Возвращение к Высоцкому — страница 32 из 37

Сейчас многие говорят: «Да мы, с первого курса!..» А Виленкин говорит: «А Володю мы просмотрели…»

Он не был самым ярким на курсе, не был ведущим, что, может быть, и хорошо. Вот такое ощущение спокойного равновесия, без соперничества, оно у них было.


Отношение Высоцкого к процессу Синявского и Даниэля? Об этом процессе он пишет в письме Кохановскому в Магадан…

Отношение сложное. Мы действительно многого не знали. Андрей Донатович был не то чтобы кумиром Володи, он был почти близким родственником. Однако Володя не знал, что Синявский не только критик, но и писатель. О том, что Андрей Донатович пишет фантастические рассказы, он узнал до процесса. Однажды пришел с квадратными глазами и принес рассказ Синявского «Пхенц», не зная, что этот рассказ уже опубликован на Западе под псевдонимом Абрам Терц. Рассказ действительно потрясающий… Про горбуна, который на самом деле не горбун, а пришелец, а горб — потому, что он прячет крылья. Заброшенный на Землю, очень одинокий, никак не может найти своих. Он не знает, что все погибли. Живет как всеми презираемый горбун… Однажды встречает человека с горбом и думает, что у него тоже — крылья. Причем до самого последнего момента мы не знаем, что он — пришелец и что у того не горб, а крылья. Вначале вроде бы просто — история про противного горбуна, которого ненавидят соседи, а он страдает от этого. И вот он приглядывается к настоящему горбуну, и мы думаем, что он просто ищет, с кем бы поговорить… Он идет к этому горбуну, звонит в дверь. Тот открывает, и первый горбун говорит только одно слово: «Пхенц».

И настоящий горбун его выгоняет, просто спускает с лестницы. И вот пришелец, одинокий, приходит домой, ждет, пока все соседи улягутся спать… Запирается в ванной, снимает пиджак, с трудом освобождается от рубашки и жилета, которыми он себя стягивает, как корсетом… И в теплой воде расправляет ломающиеся от напряжения… крылья!

Володя был потрясен. На фоне той фантастики, которая была тогда, — такое! Даже не фантастика, что-то высокое.

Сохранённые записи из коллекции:
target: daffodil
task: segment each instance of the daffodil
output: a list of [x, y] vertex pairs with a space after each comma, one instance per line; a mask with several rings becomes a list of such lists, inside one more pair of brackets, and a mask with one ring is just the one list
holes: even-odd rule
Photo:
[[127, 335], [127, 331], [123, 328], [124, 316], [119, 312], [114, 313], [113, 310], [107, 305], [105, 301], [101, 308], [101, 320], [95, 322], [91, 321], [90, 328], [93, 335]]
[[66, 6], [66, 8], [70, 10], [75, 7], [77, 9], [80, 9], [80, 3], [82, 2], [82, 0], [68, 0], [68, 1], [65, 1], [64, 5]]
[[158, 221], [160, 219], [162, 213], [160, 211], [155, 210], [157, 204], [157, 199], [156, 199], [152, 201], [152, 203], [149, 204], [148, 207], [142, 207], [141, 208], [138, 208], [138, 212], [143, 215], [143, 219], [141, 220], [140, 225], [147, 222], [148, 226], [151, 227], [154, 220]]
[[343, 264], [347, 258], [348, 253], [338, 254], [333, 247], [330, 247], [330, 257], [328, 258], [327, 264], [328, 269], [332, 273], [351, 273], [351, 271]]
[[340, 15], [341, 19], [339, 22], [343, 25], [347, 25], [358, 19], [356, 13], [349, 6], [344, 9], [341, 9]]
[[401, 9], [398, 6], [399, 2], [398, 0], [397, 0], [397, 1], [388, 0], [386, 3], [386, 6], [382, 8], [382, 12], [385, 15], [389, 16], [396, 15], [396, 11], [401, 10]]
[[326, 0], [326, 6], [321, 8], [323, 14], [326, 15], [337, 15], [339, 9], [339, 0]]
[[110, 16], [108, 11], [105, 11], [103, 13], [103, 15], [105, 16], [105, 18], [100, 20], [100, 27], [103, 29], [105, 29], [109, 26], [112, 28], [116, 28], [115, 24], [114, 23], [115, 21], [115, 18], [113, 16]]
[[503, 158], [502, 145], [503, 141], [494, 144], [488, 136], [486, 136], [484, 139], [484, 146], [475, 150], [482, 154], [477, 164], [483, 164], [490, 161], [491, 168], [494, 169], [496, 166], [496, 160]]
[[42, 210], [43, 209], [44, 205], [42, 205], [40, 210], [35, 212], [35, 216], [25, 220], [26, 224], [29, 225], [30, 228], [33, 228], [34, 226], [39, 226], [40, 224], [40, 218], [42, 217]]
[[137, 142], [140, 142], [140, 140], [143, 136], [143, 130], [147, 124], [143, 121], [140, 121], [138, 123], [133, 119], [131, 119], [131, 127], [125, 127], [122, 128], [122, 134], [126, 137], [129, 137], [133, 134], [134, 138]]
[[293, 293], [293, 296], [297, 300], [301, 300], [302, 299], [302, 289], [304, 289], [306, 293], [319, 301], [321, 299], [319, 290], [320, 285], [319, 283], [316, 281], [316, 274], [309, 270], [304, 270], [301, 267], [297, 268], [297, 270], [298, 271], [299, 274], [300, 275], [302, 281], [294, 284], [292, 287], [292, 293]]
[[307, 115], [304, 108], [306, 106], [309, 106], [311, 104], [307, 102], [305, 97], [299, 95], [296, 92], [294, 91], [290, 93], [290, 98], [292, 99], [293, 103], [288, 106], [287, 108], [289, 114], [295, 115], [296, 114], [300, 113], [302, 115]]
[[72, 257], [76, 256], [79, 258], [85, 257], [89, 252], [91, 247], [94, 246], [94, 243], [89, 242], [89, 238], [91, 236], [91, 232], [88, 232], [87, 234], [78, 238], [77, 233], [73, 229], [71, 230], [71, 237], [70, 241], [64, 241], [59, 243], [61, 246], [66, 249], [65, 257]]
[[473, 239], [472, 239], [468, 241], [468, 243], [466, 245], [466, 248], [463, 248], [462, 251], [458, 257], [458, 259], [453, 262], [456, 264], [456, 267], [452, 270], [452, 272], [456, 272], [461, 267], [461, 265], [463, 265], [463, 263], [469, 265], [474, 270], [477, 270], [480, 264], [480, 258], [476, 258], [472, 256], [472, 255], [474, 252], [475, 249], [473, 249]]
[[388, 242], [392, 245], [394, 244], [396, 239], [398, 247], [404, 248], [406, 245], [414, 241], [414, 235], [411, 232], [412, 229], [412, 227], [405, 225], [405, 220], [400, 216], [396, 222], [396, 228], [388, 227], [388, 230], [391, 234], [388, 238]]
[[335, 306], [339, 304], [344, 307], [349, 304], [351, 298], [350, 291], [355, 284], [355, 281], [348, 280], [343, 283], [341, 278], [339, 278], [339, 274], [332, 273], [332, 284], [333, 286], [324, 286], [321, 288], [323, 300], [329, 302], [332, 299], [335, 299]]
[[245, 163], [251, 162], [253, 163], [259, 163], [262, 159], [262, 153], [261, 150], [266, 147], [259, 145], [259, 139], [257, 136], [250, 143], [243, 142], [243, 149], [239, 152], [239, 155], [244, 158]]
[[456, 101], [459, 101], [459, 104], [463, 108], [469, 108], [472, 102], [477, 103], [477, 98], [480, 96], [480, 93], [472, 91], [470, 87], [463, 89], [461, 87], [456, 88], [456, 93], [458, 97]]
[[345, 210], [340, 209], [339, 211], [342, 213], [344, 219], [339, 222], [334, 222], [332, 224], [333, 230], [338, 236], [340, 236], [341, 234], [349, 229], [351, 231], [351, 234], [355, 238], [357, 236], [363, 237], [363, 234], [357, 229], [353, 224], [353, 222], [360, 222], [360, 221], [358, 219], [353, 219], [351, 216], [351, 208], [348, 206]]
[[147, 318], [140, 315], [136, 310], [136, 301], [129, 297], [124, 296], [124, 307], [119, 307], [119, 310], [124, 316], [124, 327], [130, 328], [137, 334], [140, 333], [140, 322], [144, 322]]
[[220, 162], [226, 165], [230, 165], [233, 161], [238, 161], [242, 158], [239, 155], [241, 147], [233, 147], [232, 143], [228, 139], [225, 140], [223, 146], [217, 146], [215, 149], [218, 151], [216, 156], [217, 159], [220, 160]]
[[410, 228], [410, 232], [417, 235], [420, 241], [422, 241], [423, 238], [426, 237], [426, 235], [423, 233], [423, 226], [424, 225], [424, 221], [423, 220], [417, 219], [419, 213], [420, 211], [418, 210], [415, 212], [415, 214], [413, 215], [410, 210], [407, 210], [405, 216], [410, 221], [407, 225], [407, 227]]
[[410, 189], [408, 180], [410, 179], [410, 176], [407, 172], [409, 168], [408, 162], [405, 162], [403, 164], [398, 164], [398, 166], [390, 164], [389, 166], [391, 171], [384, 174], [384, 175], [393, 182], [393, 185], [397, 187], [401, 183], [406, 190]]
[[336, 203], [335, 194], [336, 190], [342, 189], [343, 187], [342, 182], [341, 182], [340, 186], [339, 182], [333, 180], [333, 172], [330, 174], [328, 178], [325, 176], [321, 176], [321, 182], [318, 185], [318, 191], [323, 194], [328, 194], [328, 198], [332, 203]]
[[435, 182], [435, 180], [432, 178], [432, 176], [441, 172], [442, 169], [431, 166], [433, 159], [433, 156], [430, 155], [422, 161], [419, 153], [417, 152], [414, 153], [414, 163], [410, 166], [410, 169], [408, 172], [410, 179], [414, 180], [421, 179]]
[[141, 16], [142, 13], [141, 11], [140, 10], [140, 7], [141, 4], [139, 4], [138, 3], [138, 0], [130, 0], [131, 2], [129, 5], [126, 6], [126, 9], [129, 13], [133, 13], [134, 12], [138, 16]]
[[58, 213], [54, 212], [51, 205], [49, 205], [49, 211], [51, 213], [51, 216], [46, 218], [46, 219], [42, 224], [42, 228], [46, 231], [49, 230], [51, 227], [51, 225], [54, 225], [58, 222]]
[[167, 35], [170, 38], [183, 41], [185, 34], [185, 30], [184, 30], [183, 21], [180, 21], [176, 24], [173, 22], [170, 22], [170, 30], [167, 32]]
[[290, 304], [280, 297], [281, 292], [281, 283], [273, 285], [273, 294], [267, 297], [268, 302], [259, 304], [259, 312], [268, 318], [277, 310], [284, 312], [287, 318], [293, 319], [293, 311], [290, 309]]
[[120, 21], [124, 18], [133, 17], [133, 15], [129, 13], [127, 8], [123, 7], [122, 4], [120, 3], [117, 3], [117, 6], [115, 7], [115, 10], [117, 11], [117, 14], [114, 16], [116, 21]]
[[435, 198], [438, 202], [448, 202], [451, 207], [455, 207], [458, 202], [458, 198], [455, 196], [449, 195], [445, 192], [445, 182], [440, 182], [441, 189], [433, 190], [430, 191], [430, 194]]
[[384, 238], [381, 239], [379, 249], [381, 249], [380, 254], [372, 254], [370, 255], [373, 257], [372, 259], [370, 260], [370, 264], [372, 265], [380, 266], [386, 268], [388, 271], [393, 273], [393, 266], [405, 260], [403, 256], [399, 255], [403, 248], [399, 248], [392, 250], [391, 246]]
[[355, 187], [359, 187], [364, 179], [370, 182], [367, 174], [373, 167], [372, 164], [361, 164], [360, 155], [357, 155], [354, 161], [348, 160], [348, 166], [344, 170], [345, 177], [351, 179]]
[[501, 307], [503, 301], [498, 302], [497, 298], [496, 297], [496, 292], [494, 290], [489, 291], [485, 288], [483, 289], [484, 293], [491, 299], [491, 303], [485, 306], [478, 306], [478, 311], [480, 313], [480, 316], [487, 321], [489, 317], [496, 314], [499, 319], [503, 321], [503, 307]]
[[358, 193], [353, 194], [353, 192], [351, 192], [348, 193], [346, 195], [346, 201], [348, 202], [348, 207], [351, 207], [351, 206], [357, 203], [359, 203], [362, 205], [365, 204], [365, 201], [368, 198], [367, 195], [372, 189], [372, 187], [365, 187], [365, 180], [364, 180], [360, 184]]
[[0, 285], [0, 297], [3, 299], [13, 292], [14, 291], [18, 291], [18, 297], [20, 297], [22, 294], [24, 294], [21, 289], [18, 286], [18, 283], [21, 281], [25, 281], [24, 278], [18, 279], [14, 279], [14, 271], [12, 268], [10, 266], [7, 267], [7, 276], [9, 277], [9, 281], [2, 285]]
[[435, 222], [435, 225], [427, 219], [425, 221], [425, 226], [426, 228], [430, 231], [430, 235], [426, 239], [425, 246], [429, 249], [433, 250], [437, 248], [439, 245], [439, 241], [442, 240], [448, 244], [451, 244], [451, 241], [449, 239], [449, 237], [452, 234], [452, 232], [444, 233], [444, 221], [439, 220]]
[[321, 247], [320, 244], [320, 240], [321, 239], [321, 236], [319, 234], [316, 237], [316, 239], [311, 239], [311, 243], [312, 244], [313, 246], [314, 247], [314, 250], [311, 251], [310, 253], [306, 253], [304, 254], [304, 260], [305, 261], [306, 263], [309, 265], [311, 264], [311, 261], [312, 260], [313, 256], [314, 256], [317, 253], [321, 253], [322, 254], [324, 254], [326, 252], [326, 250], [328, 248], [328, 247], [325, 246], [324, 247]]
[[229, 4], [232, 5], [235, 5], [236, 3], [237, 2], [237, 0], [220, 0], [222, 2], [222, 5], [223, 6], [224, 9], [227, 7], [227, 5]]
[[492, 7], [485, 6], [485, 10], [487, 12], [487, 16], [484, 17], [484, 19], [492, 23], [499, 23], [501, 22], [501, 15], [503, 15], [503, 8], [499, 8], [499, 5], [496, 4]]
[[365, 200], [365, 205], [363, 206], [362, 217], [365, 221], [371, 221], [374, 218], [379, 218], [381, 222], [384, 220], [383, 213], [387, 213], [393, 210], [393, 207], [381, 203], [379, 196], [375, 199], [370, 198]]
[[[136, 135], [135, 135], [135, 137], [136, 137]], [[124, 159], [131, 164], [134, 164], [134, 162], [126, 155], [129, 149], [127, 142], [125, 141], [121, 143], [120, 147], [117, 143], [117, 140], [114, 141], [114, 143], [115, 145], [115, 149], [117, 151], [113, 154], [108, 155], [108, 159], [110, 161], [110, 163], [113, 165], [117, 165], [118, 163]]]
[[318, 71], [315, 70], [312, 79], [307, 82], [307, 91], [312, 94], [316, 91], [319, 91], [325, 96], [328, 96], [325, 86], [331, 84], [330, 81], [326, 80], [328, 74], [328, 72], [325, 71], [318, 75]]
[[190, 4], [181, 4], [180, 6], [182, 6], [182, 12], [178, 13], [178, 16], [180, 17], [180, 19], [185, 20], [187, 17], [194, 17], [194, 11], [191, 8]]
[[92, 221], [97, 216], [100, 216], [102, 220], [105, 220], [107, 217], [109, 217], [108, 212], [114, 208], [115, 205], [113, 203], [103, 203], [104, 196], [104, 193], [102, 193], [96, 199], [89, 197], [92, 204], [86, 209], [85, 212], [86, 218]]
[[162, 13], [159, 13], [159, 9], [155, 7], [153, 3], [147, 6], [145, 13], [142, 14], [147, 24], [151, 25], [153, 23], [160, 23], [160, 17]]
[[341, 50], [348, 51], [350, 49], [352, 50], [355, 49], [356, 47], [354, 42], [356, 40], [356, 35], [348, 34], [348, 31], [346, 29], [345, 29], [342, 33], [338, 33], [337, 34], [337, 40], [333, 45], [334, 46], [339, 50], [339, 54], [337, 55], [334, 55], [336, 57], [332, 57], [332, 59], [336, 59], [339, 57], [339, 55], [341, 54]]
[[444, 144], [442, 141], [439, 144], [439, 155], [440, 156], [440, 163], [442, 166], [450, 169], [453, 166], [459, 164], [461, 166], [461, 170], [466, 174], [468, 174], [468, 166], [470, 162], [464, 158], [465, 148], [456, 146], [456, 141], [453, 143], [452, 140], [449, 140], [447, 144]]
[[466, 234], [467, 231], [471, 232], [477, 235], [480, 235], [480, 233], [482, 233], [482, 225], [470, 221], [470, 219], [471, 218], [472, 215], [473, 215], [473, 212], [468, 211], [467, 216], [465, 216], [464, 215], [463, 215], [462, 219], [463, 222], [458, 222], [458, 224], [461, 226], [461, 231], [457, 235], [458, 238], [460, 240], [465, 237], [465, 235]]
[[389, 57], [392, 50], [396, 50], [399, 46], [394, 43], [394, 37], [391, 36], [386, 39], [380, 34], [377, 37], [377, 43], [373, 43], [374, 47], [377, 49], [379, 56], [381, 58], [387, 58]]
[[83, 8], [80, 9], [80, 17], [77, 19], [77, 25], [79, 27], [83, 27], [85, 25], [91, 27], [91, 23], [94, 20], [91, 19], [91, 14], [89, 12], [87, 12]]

» **Письменное задание**:
Напечатайте дословно отрывок из воспоминаний о Высоцком, начиная со слов «И настоящий горбун» и заканчивая словами «от напряжения… крылья!».

» **Ответ**:
И настоящий горбун его выгоняет, просто спускает с лестницы. И вот пришелец, одинокий, приходит домой, ждет, пока все соседи улягутся спать… Запирается в ванной, снимает пиджак, с трудом освобождается от рубашки и жилета, которыми он себя стягивает, как корсетом… И в теплой воде расправляет ломающиеся от напряжения… крылья!